## PROBLEM SET
1. In the mythicism post, what catchphrase does the writer remember from Babylon 5?
2. Please rewrite everything from "Although I never" down to "And it failed." in the mythicism post, changing "Babylon 5" to "the station".

The Last, Best Hope for Mythicism?

The Last, Best Hope for Mythicism?

Although I never followed the show, catching even a few snippets of Babylon 5 here and there have left me with a memory of the catchphrase that Babylon 5 was the “last, best hope” for peace.

And it failed.

Perhaps the same sort of phrase would fit what R. Joseph Hoffmann wrote today about Richard Carrier’s yet-to-be-published work attempting to make historical inquiry more rigorous by using Bayes theorem. Here’s a sample:

Debaters like Carrier have suggested that the critical methods developed for dealing with the Bible in the nineteenth and twentieth century are insufficiently rigorous. But that is simply not the case. In fact, the methods grew in tandem with evolving perceptions of what the character of the text actually was, how it was formed, and what its creators thought about the world. In the language of an older school of criticism, what its “life situation” was. They continue to evolve and to adapt in an organic way. Only if the sole question to be answered is whether the description of an event corresponds directly and generically to “what really happened” (if it were possible to answer that question, as it isn’t in many cases) would the modality of a forensic approach be useful, and its usefulness would still depend on prior questions…

Beyond the forensic approach, the question about the kind of literature the New Testament literature represents remains absolutely prior and absolutely crucial. As an example, the amount of material that can be removed into the category of “myth” (a great deal, from most of Genesis to all of Revelation) can never be determined by modal assessment of the truth properties of a text, since analytically myth is not amenable to modal analysis and only a wrong definition of myth as a kind of rhetorical lie or pre-scientific error–a definition that flies in the face of modern anthropology–would make such analysis possible. The forensic approach does itself a huge disservice by paying insufficient attention to the history of criticism, where the general mythological character of much of the material is almost taken for granted, and focusing instead on a discounted view of myth as non-factuality.

(Data items)
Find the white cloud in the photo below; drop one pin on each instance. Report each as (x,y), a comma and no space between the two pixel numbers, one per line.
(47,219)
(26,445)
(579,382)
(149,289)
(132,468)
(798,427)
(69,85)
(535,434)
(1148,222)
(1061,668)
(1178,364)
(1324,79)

## ANSWERS BELOW
1. That Babylon 5 was the "last, best hope" for peace.

2.
Although I never followed the show, catching even a few snippets of the station here and there have left me with a memory of the catchphrase that the station was the “last, best hope” for peace.

And it failed.